=== Material for this task ===
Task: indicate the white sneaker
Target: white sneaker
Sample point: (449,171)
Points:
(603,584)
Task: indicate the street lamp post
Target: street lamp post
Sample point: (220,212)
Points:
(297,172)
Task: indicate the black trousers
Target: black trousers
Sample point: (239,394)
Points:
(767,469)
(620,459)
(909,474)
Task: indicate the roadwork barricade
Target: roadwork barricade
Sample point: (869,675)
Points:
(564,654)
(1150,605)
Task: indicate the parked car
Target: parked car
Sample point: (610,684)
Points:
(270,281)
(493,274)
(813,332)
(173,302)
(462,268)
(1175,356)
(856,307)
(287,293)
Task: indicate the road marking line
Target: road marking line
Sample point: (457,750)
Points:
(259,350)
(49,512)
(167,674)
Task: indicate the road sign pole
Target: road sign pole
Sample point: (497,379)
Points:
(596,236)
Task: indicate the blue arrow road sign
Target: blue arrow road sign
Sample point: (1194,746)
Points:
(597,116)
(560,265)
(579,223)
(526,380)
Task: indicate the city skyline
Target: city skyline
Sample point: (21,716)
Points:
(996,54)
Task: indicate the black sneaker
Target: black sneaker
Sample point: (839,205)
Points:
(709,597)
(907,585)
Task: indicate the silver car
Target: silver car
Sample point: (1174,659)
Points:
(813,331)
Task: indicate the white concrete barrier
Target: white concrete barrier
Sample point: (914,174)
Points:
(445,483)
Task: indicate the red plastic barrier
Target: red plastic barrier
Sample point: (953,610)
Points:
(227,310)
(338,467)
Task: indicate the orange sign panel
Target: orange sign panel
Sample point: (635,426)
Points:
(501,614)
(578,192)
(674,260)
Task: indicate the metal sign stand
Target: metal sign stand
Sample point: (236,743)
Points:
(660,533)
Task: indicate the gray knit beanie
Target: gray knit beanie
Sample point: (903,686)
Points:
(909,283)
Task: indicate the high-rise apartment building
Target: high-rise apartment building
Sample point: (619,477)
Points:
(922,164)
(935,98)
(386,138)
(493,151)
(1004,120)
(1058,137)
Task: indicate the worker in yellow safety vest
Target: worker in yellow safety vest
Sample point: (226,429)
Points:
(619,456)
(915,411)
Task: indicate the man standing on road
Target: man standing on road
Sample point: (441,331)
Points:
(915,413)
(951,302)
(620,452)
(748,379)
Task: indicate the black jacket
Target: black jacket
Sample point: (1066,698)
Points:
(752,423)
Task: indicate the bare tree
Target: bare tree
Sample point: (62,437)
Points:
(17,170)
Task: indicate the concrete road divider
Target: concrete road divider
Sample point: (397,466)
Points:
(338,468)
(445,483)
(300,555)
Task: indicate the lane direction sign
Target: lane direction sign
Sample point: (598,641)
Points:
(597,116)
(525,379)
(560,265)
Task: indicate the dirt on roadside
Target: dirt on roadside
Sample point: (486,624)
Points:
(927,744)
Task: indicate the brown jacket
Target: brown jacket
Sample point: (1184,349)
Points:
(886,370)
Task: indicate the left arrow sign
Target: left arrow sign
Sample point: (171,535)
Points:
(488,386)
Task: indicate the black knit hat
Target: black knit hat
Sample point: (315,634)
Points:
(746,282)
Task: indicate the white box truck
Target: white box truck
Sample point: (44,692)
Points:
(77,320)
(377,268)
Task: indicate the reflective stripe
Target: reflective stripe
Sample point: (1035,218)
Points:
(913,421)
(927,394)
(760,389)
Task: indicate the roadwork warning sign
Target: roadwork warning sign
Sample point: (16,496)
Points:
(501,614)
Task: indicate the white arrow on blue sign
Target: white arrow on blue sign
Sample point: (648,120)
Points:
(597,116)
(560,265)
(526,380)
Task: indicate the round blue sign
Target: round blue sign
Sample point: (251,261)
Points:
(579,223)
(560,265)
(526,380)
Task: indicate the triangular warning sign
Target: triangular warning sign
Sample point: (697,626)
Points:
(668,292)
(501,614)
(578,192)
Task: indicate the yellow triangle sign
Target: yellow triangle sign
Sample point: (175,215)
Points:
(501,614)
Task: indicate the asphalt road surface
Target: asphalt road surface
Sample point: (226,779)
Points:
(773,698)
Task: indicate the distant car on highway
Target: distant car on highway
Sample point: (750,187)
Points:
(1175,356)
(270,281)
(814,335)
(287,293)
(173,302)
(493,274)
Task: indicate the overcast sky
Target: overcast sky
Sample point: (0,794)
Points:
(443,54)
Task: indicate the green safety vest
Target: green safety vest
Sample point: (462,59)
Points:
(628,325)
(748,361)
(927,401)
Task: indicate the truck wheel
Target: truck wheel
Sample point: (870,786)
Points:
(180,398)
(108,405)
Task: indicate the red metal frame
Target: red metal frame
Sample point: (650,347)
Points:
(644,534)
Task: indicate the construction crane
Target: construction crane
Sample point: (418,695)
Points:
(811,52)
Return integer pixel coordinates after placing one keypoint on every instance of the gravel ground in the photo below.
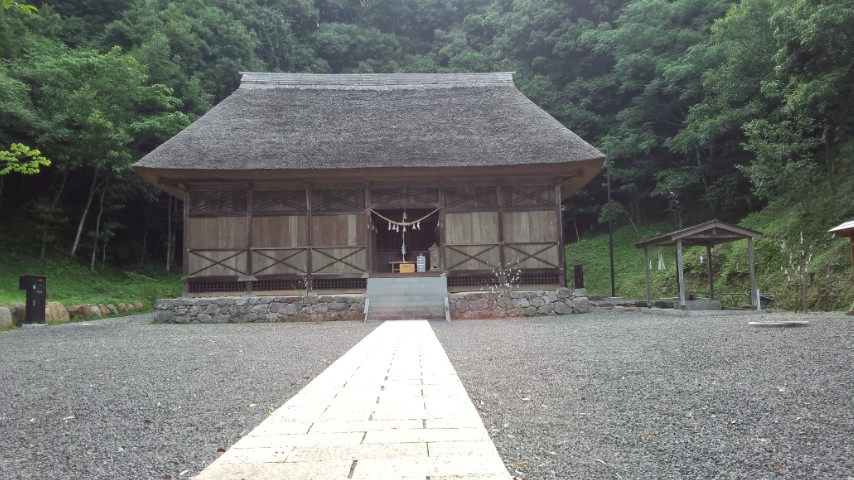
(124, 398)
(619, 394)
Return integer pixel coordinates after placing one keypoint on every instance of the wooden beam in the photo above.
(680, 276)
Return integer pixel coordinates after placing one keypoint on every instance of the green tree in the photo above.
(100, 108)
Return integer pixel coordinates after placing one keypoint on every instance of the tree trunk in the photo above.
(703, 180)
(92, 189)
(97, 229)
(61, 188)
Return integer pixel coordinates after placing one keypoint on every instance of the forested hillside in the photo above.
(725, 107)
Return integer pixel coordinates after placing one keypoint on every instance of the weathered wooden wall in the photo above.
(278, 237)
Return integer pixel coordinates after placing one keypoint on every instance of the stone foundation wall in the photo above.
(351, 307)
(518, 304)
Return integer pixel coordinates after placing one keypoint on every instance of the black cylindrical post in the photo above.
(36, 288)
(579, 276)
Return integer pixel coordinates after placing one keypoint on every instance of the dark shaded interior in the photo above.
(387, 242)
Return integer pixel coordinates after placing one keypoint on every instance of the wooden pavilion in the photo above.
(846, 230)
(315, 181)
(708, 234)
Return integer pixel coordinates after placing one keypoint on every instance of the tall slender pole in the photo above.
(610, 229)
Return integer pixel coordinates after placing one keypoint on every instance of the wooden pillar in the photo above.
(185, 289)
(308, 266)
(711, 273)
(370, 234)
(751, 261)
(502, 260)
(646, 275)
(248, 274)
(561, 248)
(440, 230)
(680, 275)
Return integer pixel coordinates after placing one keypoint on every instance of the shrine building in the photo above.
(310, 181)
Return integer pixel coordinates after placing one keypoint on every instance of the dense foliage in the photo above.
(723, 106)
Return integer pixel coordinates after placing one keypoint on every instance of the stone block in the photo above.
(164, 316)
(56, 312)
(338, 306)
(562, 308)
(5, 317)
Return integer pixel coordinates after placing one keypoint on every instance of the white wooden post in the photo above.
(680, 275)
(646, 272)
(750, 260)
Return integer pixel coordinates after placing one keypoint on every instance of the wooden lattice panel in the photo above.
(215, 286)
(529, 196)
(211, 263)
(348, 284)
(279, 285)
(279, 201)
(532, 255)
(279, 261)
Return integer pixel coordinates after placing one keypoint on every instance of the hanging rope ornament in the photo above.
(403, 224)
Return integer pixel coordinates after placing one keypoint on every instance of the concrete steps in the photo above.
(406, 298)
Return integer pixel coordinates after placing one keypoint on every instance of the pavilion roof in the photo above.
(713, 232)
(845, 229)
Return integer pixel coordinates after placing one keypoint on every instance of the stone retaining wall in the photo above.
(518, 304)
(259, 309)
(351, 307)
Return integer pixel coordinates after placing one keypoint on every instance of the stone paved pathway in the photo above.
(390, 408)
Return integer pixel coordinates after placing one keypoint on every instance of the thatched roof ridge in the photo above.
(374, 81)
(305, 122)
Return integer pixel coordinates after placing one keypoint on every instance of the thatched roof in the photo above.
(279, 121)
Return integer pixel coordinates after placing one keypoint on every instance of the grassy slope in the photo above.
(70, 282)
(828, 276)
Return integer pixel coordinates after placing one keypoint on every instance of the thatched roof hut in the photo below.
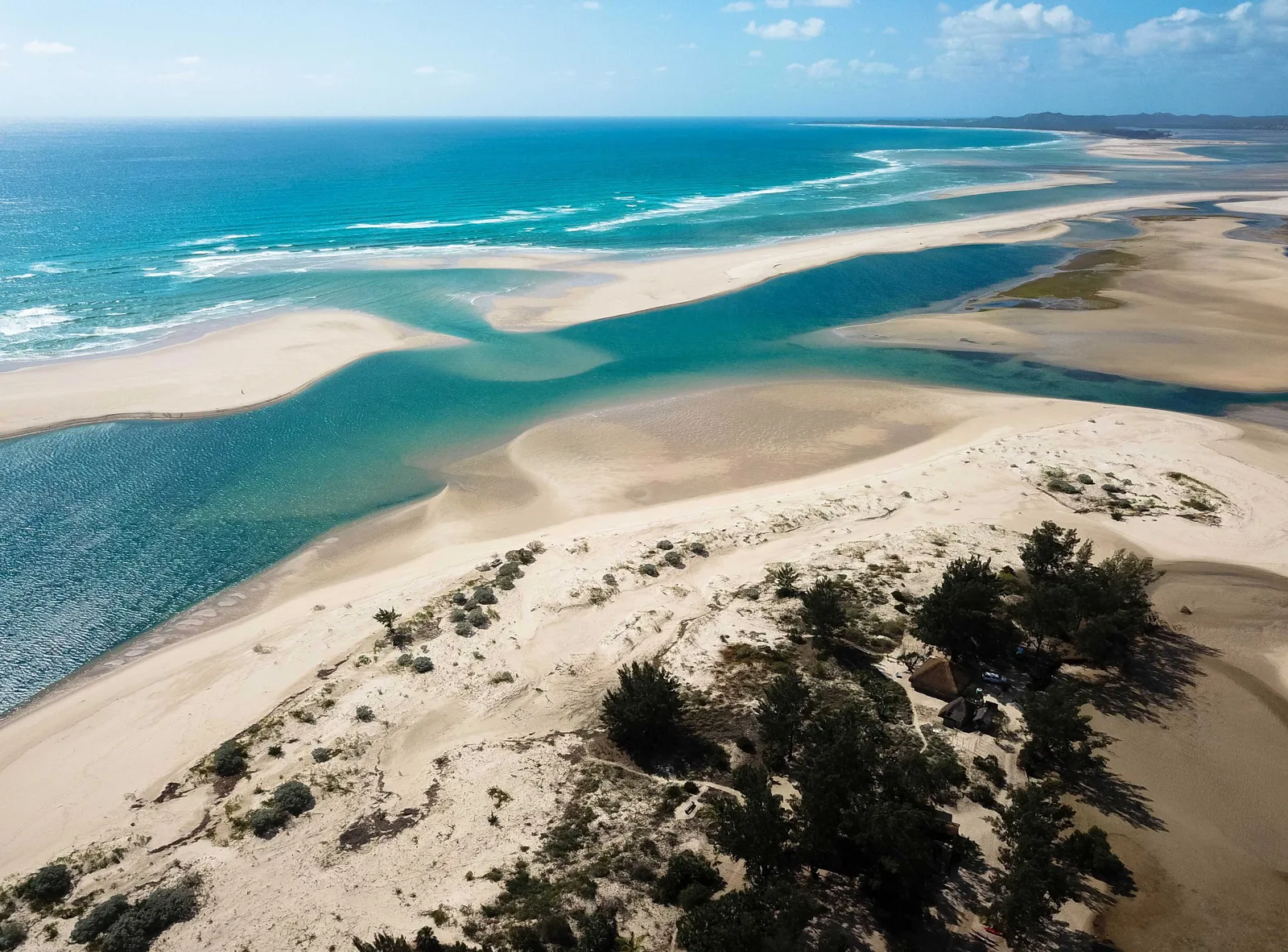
(940, 678)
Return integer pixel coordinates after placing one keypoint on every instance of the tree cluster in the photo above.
(979, 616)
(867, 809)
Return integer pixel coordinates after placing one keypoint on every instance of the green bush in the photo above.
(267, 820)
(992, 769)
(47, 885)
(135, 929)
(12, 934)
(229, 759)
(295, 797)
(683, 871)
(100, 919)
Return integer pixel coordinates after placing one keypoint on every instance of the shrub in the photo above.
(992, 769)
(684, 870)
(229, 759)
(983, 795)
(295, 797)
(135, 929)
(643, 714)
(12, 934)
(785, 578)
(267, 820)
(100, 919)
(47, 885)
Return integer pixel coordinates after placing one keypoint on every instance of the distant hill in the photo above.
===
**Exercise prompt:**
In the listing above, find the line containing "Task: indicate the man standing on road" and the line containing "Task: indicate the white arrow on blue sign". Output them and every line between, exactly, and nothing else.

**Exercise output:**
Task: indicate the man standing on road
Target: man standing on road
Sample point: (441,331)
Points:
(915,413)
(951,302)
(620,452)
(748,379)
Task: indicate the black jacket
Target: black jacket
Sample point: (1066,698)
Points:
(752,423)
Task: indicate the bare tree
Target: bare tree
Sample point: (62,437)
Points:
(17,170)
Task: indicate the concrete road divider
Target: concrete road divider
Sample point: (397,466)
Points:
(338,468)
(445,483)
(300,555)
Task: indicate the lane direction sign
Target: lane direction sign
Sample point: (598,641)
Points:
(597,116)
(525,379)
(560,265)
Task: indicate the dirt on roadside
Target: dirt on roadside
Sample point: (486,624)
Points:
(927,744)
Task: indicate the brown jacket
Target: brown jacket
Sample point: (1184,349)
Points:
(886,370)
Task: indicate the left arrow sign
Target: left arrow sign
Sample point: (171,535)
Points:
(488,386)
Task: indicate the black knit hat
Target: black knit hat
Sample point: (315,634)
Points:
(746,282)
Task: indicate the white box truck
Target: white box truck
Sample point: (44,692)
Points:
(77,320)
(377,268)
Task: indicate the reflective stripe
Target: reflective stripe
Sample point: (1035,218)
Points:
(913,421)
(927,394)
(760,389)
Task: indicate the roadwork warning sign
Target: roadwork warning sign
Sample point: (16,496)
Points:
(501,614)
Task: indicate the white arrow on blue sign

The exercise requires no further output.